>> begin MATERIALS PROVIDED

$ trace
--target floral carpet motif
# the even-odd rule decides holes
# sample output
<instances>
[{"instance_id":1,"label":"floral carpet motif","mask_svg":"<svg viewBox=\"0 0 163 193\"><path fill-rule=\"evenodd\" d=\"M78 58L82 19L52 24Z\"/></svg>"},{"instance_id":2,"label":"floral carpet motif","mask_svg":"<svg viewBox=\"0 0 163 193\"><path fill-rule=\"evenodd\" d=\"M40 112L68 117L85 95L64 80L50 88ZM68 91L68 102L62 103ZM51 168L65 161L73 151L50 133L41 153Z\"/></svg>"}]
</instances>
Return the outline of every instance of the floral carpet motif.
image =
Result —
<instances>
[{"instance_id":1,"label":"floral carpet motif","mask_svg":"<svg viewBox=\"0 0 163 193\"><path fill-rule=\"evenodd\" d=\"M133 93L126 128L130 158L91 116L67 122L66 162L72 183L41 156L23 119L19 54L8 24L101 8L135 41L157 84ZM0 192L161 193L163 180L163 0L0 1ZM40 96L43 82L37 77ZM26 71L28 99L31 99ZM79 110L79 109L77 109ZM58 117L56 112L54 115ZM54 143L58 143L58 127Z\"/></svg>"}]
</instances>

>> end MATERIALS PROVIDED

Pull every line of the listing above out unchanged, reproducing each one character for character.

### [RIGHT ANSWER]
$ trace
--target floral carpet motif
# the even-odd rule decides holes
# sample output
<instances>
[{"instance_id":1,"label":"floral carpet motif","mask_svg":"<svg viewBox=\"0 0 163 193\"><path fill-rule=\"evenodd\" d=\"M78 58L82 19L52 24Z\"/></svg>"},{"instance_id":2,"label":"floral carpet motif","mask_svg":"<svg viewBox=\"0 0 163 193\"><path fill-rule=\"evenodd\" d=\"M40 112L68 117L85 95L64 80L50 88ZM68 91L68 102L62 103ZM51 168L65 161L73 151L50 133L41 153Z\"/></svg>"}]
</instances>
Return the outline of every instance of the floral carpet motif.
image =
Result —
<instances>
[{"instance_id":1,"label":"floral carpet motif","mask_svg":"<svg viewBox=\"0 0 163 193\"><path fill-rule=\"evenodd\" d=\"M133 93L126 128L130 158L91 116L67 122L66 162L72 183L41 156L23 119L19 54L8 24L101 8L135 41L157 84ZM0 192L161 193L163 180L163 0L0 1ZM40 96L43 82L37 77ZM26 71L28 99L31 99ZM79 110L79 109L77 109ZM58 117L56 112L54 115ZM54 143L58 143L58 127Z\"/></svg>"}]
</instances>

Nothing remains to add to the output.